给定文段:
============
宋张根撰
繋辞解上
繋辞有三:有繋一卦之辞,所谓「设卦观象,繋辞焉而明吉凶」是也;有繋,一爻之辞,所谓「繋辞焉以断吉凶,是故谓之爻」是也。有繋易之辞,所谓「上下繋」是也。盖圣人既本阴阳而寓吉凶之理于卦、爻、彖、象矣。于是统而繋之,论其所以然,以示天下后世,使知其说而考之。始于修身,终于复命。始于参天地而成位,终于理天地而成能。以此处上,则帝王天子之德也。以此处下,则元圣素王之道也。此先圣所以垂教之极致欤?
天尊地卑,乾坤定矣。
天尊地卑,则乾坤之体可见。
卑高以陈,贵贱位矣。上下既列,则贵贱之位可明。
动静有常,刚柔断矣。
天动地静,则刚柔之才可谓。
方以类聚,物以群分,吉凶生矣。
阴阳以辨,则异同列,异同立则爱恶形。同者以类聚而相爱,异者以群分而相恶也。爱恶相攻,吉凶所以生也。
在天成象,在地成形,变化见矣。阳轻清,故升而为象。阴重浊,故降而为成形。形象则山泽通气,雷风相博,水火不相违。此万物所以生,而变化所以兆也。是故,刚柔相摩,所以有八卦;八卦相荡,所以有六十四卦。
鼓之以雷霆,润之以风雨,日月运行,一寒一暑,此所以有万物。
============
数据集条目:
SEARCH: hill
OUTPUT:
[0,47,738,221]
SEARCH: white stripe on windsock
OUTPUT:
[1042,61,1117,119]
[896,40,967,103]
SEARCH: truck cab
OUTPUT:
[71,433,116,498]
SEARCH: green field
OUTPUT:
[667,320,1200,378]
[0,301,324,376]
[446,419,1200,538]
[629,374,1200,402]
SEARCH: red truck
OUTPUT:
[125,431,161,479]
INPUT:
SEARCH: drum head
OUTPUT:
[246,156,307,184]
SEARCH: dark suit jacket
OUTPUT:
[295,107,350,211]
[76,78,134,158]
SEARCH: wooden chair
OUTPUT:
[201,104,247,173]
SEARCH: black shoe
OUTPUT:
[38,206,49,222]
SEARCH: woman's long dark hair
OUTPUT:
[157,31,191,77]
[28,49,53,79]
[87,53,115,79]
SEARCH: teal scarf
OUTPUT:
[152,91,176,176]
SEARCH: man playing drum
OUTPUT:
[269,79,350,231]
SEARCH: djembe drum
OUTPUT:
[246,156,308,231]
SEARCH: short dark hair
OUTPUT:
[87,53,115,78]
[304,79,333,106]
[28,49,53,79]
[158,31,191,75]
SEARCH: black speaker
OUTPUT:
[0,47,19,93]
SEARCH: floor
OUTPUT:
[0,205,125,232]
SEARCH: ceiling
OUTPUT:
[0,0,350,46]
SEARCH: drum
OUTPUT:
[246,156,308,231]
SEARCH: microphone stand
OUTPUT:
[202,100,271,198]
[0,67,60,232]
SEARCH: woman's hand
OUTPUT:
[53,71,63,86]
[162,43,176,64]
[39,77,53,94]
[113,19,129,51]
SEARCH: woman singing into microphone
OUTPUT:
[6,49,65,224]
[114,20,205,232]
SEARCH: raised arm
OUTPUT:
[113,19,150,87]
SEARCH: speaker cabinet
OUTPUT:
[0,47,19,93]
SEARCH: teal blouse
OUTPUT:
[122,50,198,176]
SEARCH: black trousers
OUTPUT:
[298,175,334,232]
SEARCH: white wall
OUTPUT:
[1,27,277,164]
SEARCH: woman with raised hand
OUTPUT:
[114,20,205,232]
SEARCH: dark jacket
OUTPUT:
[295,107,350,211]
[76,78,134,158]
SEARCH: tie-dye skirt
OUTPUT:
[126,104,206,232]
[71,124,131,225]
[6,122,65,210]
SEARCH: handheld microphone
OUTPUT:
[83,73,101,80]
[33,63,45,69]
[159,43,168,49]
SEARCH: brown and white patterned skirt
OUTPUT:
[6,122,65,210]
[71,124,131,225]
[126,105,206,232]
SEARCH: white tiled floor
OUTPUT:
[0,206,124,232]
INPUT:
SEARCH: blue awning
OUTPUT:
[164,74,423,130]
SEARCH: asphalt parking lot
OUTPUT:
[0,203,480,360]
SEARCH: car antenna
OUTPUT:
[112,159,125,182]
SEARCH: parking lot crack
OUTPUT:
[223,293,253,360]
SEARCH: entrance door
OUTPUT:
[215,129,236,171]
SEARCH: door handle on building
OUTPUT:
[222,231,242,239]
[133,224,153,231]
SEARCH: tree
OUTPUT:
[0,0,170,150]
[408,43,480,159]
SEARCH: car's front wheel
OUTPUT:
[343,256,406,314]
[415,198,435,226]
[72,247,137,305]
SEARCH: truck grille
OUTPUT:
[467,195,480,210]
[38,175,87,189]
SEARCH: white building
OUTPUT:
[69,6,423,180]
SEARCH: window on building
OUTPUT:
============
题目:
请摘录上面解说《繋辞》的文段中的一部分：从含有“阴阳以辨,则异同列,异同立则”的语句开始，到“鼓之以雷霆,润之以风雨,日月运行,一寒一暑,此所以有万物。”结束，原文照录。

参考解答:
阴阳以辨,则异同列,异同立则爱恶形。同者以类聚而相爱,异者以群分而相恶也。爱恶相攻,吉凶所以生也。
在天成象,在地成形,变化见矣。阳轻清,故升而为象。阴重浊,故降而为成形。形象则山泽通气,雷风相博,水火不相违。此万物所以生,而变化所以兆也。是故,刚柔相摩,所以有八卦;八卦相荡,所以有六十四卦。
鼓之以雷霆,润之以风雨,日月运行,一寒一暑,此所以有万物。